Work task
Could you set down the listing below exactly, leaving out its pictures?

Dataset entries
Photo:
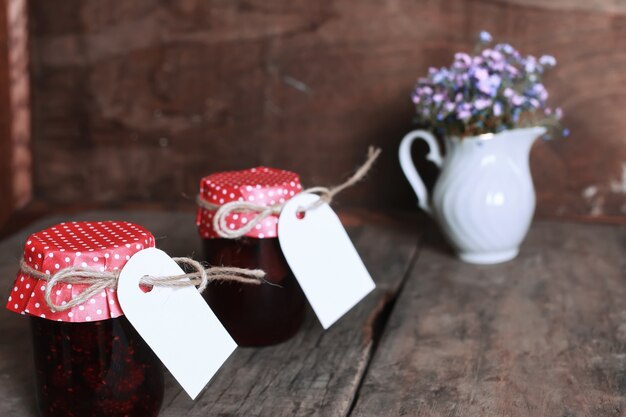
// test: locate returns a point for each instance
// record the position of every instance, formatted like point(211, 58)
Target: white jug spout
point(408, 167)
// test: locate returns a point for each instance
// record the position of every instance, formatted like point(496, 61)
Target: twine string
point(262, 212)
point(98, 281)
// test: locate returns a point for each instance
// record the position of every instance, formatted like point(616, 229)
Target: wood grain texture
point(136, 101)
point(15, 154)
point(316, 373)
point(543, 335)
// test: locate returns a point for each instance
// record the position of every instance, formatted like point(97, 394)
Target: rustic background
point(134, 101)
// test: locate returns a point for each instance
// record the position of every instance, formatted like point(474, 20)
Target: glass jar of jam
point(89, 360)
point(253, 315)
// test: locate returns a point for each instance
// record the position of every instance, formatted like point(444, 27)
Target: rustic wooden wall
point(15, 154)
point(136, 100)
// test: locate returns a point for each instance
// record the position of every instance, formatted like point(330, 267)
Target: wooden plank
point(315, 373)
point(543, 335)
point(15, 162)
point(138, 100)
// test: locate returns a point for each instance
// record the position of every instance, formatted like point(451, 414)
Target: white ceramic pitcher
point(484, 198)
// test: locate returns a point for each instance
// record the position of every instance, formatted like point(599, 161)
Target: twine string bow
point(98, 281)
point(262, 212)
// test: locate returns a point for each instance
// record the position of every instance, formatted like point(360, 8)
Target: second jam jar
point(89, 360)
point(254, 315)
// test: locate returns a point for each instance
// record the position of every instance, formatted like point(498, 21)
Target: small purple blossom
point(482, 103)
point(497, 109)
point(485, 37)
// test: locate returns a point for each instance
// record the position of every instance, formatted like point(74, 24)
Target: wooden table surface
point(543, 335)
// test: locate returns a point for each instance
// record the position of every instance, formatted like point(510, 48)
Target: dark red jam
point(255, 315)
point(95, 369)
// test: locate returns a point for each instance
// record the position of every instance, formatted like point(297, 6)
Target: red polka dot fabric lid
point(263, 186)
point(102, 246)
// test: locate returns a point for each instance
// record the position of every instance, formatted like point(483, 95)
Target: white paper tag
point(176, 323)
point(323, 259)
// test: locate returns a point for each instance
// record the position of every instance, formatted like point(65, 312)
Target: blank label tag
point(323, 259)
point(176, 323)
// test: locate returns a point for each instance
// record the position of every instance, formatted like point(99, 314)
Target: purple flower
point(464, 111)
point(463, 59)
point(517, 100)
point(438, 98)
point(497, 109)
point(531, 64)
point(485, 37)
point(540, 91)
point(482, 103)
point(479, 73)
point(489, 85)
point(547, 60)
point(558, 113)
point(492, 91)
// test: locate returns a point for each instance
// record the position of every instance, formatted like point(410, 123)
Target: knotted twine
point(97, 281)
point(326, 196)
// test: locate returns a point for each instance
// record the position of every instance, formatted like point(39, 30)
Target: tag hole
point(145, 288)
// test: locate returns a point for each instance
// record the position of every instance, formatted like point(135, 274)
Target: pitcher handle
point(406, 162)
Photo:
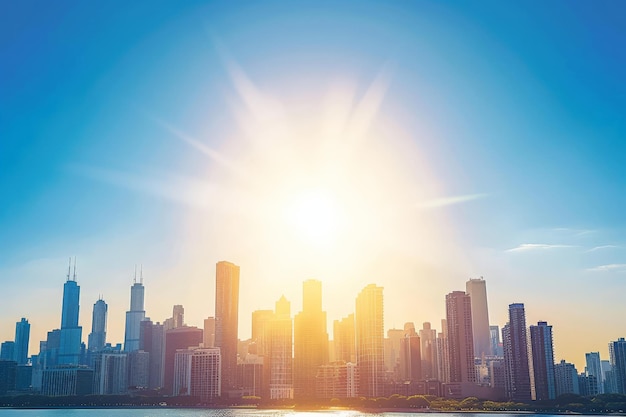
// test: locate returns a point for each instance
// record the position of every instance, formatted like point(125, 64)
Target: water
point(169, 412)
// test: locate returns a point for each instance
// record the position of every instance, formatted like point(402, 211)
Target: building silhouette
point(134, 316)
point(369, 341)
point(617, 353)
point(97, 338)
point(460, 337)
point(566, 377)
point(226, 321)
point(543, 361)
point(70, 336)
point(310, 340)
point(22, 336)
point(344, 339)
point(515, 343)
point(428, 338)
point(477, 290)
point(278, 361)
point(594, 368)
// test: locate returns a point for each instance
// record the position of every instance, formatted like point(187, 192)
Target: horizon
point(414, 147)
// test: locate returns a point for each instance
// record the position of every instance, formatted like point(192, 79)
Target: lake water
point(169, 412)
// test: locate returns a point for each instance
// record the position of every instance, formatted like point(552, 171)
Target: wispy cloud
point(527, 247)
point(608, 268)
point(597, 248)
point(448, 201)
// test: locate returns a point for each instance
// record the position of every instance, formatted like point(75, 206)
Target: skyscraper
point(460, 337)
point(310, 340)
point(594, 368)
point(134, 316)
point(515, 341)
point(71, 332)
point(97, 337)
point(543, 361)
point(226, 321)
point(617, 352)
point(279, 336)
point(477, 290)
point(369, 341)
point(22, 335)
point(428, 338)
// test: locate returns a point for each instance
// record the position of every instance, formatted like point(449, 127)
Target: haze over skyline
point(355, 143)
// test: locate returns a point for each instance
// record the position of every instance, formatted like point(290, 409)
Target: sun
point(314, 216)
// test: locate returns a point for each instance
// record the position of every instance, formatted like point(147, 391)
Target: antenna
point(69, 268)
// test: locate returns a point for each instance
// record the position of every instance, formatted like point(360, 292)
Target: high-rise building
point(460, 337)
point(477, 290)
point(344, 338)
point(209, 332)
point(279, 360)
point(410, 355)
point(22, 336)
point(7, 350)
point(566, 377)
point(369, 341)
point(134, 316)
point(443, 363)
point(97, 337)
point(594, 368)
point(496, 345)
point(226, 321)
point(310, 340)
point(617, 352)
point(543, 361)
point(428, 338)
point(71, 332)
point(175, 339)
point(515, 343)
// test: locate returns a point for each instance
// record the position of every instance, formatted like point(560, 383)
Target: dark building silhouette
point(515, 341)
point(310, 340)
point(179, 338)
point(226, 321)
point(460, 337)
point(543, 361)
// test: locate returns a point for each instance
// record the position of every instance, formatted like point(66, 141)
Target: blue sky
point(516, 109)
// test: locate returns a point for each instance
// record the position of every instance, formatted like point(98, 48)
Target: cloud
point(603, 247)
point(608, 268)
point(448, 201)
point(527, 247)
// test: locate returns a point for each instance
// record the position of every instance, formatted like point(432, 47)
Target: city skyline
point(411, 146)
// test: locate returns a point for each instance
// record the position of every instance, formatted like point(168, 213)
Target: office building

Response to the exercise
Photo:
// test: locate returns a point for each instance
// record the position of every instance, formatted like point(211, 58)
Target: white jug spout
point(408, 167)
// test: locate returns a point for each instance
// record the position of every instance, formatted like point(496, 61)
Target: twine string
point(262, 212)
point(98, 281)
// test: locate returns a point for each instance
// record the position of every instance, formatted like point(616, 229)
Target: wood grain texture
point(136, 101)
point(15, 154)
point(316, 373)
point(543, 335)
// test: locate returns a point for each instance
// record the position of every instance, formatted like point(97, 394)
Target: rustic background
point(134, 101)
// test: locate returns a point for each instance
// record the position of every instance, formatted like point(474, 20)
Target: glass jar of jam
point(89, 360)
point(253, 315)
// test: locate returns a point for each instance
// record the position of every instance, formatted like point(444, 27)
Target: rustic wooden wall
point(15, 154)
point(136, 100)
// test: locate returns a point for each instance
// record the position of every instance, formatted like point(330, 267)
Target: wooden plank
point(315, 373)
point(543, 335)
point(15, 162)
point(138, 100)
// test: locate returns a point for each instance
// record the position of every instance, formatted like point(451, 414)
Target: white ceramic pitcher
point(484, 198)
// test: locate returns a point for each instance
// record the position of every instance, formatted like point(599, 161)
Target: twine string bow
point(98, 281)
point(262, 212)
// test: locate returns a point for each instance
// record the position of every instance, formatted like point(360, 8)
Target: second jam jar
point(89, 360)
point(254, 315)
// test: locate returns a point for each instance
// record the position of every instance, formatted like point(498, 21)
Target: small purple blossom
point(482, 103)
point(497, 109)
point(485, 37)
// test: locate returns a point for each instance
// record the position of every instance, formatted like point(74, 24)
Target: wooden table surface
point(543, 335)
// test: locate returns a point for each instance
// record the position of every instance, formatted like point(510, 48)
Target: dark red jam
point(255, 315)
point(95, 369)
// test: locate returns a point for each instance
// record the position of every instance, formatted like point(297, 6)
Target: red polka dot fabric lid
point(263, 186)
point(102, 246)
// test: locate returns a point for each instance
// record the position of every instance, formatted like point(483, 95)
Target: white paper tag
point(176, 323)
point(323, 259)
// test: locate returns a point for each instance
// record the position of every instance, formatted like point(65, 312)
Target: blank label tag
point(323, 259)
point(176, 323)
// test: locate returns a point for each instance
// record the position of every instance, formatted like point(99, 314)
Target: purple flower
point(464, 111)
point(463, 59)
point(517, 100)
point(438, 98)
point(497, 109)
point(531, 64)
point(485, 37)
point(540, 91)
point(482, 103)
point(479, 73)
point(489, 85)
point(547, 60)
point(558, 113)
point(492, 91)
// test: locate returns a point for each instance
// record the position of every instance, formatted like point(410, 123)
Target: knotted twine
point(97, 281)
point(326, 196)
// test: locate returns a point for each instance
// record the position of every instance, formatted like point(39, 30)
Target: tag hole
point(145, 288)
// test: locate returns a point for each instance
// record the position of every instance, formatted like point(135, 274)
Target: pitcher handle
point(406, 162)
Photo:
// test: locate returns a point for each instance
// record the position of every instance, formatted like point(125, 64)
Target: water
point(169, 412)
// test: locate returns a point for each instance
// record the position of every instance, formatted like point(402, 211)
Target: building silhouette
point(134, 316)
point(369, 341)
point(617, 353)
point(97, 338)
point(460, 337)
point(566, 377)
point(226, 321)
point(543, 361)
point(70, 336)
point(310, 340)
point(22, 336)
point(344, 339)
point(515, 343)
point(428, 338)
point(477, 290)
point(278, 361)
point(594, 368)
// test: locate returns a point for each instance
// record the position of every instance, formatted like point(187, 192)
Target: horizon
point(414, 147)
// test: locate returns a point for each instance
// record the position of every instance, formatted like point(192, 79)
Target: lake water
point(169, 412)
// test: locate returns a point for each instance
// record the position of every instance, formatted like point(552, 171)
Target: wispy cloud
point(527, 247)
point(608, 268)
point(597, 248)
point(448, 201)
// test: locate returns a point for each instance
// record the position of every instance, formatted like point(75, 206)
Target: skyscraper
point(460, 337)
point(310, 340)
point(594, 368)
point(134, 316)
point(515, 341)
point(71, 332)
point(97, 337)
point(543, 361)
point(226, 321)
point(617, 352)
point(279, 336)
point(477, 290)
point(369, 341)
point(22, 335)
point(428, 338)
// test: locate returns a point for each instance
// record the position of every instance, formatted like point(449, 127)
Target: haze over skyline
point(355, 143)
// test: locate returns a point for each instance
// record the position of every instance, formatted like point(290, 409)
Target: sun
point(314, 216)
// test: locate returns a point for each instance
// record the position of every instance, formatted like point(147, 391)
Target: antenna
point(69, 268)
// test: locate returns a point for each instance
// record the position of every instance, formatted like point(360, 292)
Target: high-rise building
point(460, 337)
point(477, 290)
point(344, 338)
point(209, 332)
point(279, 360)
point(410, 355)
point(22, 336)
point(7, 350)
point(566, 377)
point(369, 341)
point(134, 316)
point(443, 363)
point(97, 337)
point(594, 368)
point(496, 345)
point(226, 321)
point(310, 340)
point(617, 352)
point(543, 361)
point(428, 338)
point(71, 332)
point(175, 339)
point(515, 343)
// test: locate returns a point for each instance
// record the position of every instance, formatted like point(560, 383)
Target: dark building silhouette
point(515, 341)
point(310, 340)
point(179, 338)
point(226, 321)
point(460, 337)
point(543, 361)
// test: locate returns a point for each instance
// record the position of every instance, formatted like point(66, 141)
Target: blue sky
point(516, 109)
// test: locate returns a point for each instance
// record the position of every instance, formatted like point(98, 48)
Target: cloud
point(603, 247)
point(608, 268)
point(448, 201)
point(527, 247)
// test: locate returns a point for each instance
// record the position of every instance, formatted like point(432, 47)
Target: city skyline
point(411, 146)
// test: locate returns a point for each instance
// record the position of every instance, formatted like point(168, 213)
Target: office building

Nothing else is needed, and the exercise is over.